TEXT SEGMENT ::
|---|

Thai Life

 

Have Bike, Will Travel

It’s a fact that if you’ve got a bike, you’re gonna be going places no matter where you are.

Thailand is no different. You’re out of the tuk-tuk loop, the taxi-blag and the baht bus rumble.

No longer do you have your hand in your pocket every time you want to get from A to B.

Ok sure you can get around some of distance problems by living in the middle of a town or city, but lets face it, if you’ve been living in anywhere that’s a tourist den you really don’t want to be dwelling there long-term. City centres are for workers, tourists and general entertainment stuff. Good to go there to getting in there, getting your work done or whatever turns your groove. Not so good for living in for any length of time. I’m sure the young, the desperado’s, the extrovert’s and the noise machines out there may disagree but that’s another story.

I’m being sweeping in my generalisation but for the times we’ve been around Thailand, the clued up expats know that it’s in the outskirts or outer parts of a town or city where the good life and biking fun is.

You can be out of the province with ease and on the road in no time. Stuck in a busy town or city trying to elude the traffic hordes can be a pain, especially on a big bike.

|---|

DATA SHOWN ::
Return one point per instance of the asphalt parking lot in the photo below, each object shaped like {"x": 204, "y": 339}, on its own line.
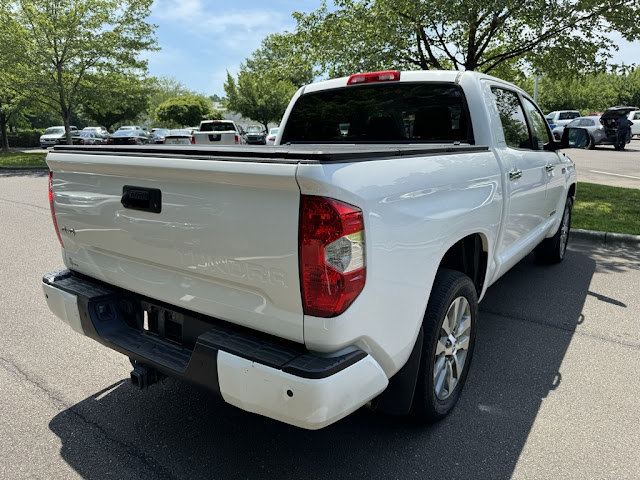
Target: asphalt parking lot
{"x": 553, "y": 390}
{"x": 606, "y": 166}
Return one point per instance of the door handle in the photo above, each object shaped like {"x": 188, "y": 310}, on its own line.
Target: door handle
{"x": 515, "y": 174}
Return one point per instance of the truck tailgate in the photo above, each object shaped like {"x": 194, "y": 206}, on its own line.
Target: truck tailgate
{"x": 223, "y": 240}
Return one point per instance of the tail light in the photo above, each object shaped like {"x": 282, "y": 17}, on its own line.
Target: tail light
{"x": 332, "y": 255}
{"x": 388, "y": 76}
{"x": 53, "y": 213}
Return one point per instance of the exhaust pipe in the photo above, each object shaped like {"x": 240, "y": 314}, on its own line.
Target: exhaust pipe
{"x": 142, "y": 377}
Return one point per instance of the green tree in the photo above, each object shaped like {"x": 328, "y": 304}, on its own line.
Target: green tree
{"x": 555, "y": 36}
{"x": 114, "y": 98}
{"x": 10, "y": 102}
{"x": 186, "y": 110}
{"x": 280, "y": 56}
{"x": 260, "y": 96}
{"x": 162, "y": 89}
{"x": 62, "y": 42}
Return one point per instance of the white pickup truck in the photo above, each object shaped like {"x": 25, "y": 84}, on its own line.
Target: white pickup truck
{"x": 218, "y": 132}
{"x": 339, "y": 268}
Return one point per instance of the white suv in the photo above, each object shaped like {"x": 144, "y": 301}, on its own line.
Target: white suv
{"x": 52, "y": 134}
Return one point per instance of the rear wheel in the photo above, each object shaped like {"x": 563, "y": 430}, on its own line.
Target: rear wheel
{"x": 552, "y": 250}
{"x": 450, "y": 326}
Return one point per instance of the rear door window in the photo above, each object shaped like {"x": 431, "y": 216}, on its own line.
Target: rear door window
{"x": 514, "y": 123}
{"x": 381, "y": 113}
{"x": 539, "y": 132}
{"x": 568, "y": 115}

|---|

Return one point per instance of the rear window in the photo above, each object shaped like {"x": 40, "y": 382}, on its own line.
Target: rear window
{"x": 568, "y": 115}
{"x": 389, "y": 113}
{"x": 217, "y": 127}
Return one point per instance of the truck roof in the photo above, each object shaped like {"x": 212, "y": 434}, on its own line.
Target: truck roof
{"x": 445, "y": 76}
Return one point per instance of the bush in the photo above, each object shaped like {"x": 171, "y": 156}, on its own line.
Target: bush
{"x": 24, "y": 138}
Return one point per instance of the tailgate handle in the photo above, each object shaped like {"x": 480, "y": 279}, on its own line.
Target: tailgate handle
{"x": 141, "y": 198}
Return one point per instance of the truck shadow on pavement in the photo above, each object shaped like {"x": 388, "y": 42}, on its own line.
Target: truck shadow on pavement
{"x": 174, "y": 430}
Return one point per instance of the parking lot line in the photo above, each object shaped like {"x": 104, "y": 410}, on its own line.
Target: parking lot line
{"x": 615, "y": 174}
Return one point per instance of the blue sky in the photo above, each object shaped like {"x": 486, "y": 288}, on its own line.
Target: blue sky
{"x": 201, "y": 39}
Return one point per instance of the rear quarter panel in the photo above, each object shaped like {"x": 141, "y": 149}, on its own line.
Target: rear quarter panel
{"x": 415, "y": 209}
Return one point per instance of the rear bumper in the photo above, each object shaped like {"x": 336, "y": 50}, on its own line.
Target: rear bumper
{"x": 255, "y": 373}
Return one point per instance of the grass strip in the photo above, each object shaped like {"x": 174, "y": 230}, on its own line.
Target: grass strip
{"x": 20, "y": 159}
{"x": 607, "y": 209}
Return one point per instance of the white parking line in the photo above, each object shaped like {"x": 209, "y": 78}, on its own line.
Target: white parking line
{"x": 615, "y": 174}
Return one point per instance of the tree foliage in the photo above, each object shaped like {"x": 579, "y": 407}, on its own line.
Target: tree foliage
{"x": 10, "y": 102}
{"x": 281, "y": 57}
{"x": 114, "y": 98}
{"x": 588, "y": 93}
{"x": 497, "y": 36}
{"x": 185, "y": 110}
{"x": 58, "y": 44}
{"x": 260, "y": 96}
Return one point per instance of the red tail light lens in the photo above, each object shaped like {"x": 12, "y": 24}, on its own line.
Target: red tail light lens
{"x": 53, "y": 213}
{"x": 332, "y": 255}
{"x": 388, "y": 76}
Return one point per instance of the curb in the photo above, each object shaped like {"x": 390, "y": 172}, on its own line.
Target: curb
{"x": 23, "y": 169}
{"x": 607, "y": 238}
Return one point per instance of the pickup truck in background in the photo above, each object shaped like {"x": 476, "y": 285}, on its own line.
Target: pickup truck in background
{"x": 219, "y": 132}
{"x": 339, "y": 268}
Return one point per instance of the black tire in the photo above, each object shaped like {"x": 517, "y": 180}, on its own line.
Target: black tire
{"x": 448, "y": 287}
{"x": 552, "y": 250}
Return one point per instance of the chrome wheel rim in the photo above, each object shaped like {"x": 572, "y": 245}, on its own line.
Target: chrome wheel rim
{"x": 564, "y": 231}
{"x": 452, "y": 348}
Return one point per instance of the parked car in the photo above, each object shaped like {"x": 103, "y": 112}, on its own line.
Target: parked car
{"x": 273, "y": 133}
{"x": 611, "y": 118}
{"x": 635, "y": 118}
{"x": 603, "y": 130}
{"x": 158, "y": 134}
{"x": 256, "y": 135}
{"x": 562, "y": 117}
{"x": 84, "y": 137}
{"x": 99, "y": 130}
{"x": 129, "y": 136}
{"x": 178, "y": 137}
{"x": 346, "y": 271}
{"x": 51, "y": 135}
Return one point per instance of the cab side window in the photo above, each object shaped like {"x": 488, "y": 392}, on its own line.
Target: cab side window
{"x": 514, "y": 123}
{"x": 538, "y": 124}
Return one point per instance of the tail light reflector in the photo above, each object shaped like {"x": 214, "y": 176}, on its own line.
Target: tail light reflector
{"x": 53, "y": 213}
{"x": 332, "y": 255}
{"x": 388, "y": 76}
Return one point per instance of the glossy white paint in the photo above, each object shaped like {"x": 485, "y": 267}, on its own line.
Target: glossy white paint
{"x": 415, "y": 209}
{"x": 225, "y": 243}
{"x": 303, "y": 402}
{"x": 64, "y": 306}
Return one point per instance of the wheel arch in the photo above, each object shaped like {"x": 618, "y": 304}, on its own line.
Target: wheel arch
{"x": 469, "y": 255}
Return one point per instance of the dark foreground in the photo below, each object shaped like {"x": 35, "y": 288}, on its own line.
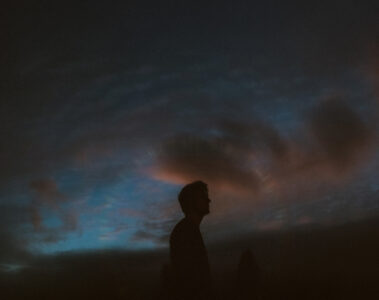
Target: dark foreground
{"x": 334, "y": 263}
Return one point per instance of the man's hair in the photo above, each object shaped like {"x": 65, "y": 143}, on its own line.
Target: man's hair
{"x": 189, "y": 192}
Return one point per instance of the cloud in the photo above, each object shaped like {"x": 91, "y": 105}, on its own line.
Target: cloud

|---|

TASK INSTRUCTIONS ::
1) Print the passage of the Thailand biking text from "You can be out" to "a big bike.".
2) Condense the paragraph of the Thailand biking text beginning "Ok sure you can get around" into a shorter version that keeps its main points.
3) Summarize the Thailand biking text in two sentences.

RESULTS ::
1)
You can be out of the province with ease and on the road in no time. Stuck in a busy town or city trying to elude the traffic hordes can be a pain, especially on a big bike.

2) Living in the middle of a town or city solves some distance problems, but a tourist den is no place to stay long-term. City centers suit workers, tourists and entertainment. They are good for going in to get work done, but not for living in for any length of time. The young, desperadoes, extroverts and noise-makers may disagree.

3) With a bike in Thailand, a person is out of the tuk-tuk, taxi and baht bus loop and no longer pays every time they travel from A to B. City centers suit workers and tourists rather than long-term living, and clued-up expats know that the good life and biking fun lie in the outskirts, where it is easy to leave the province and get on the road.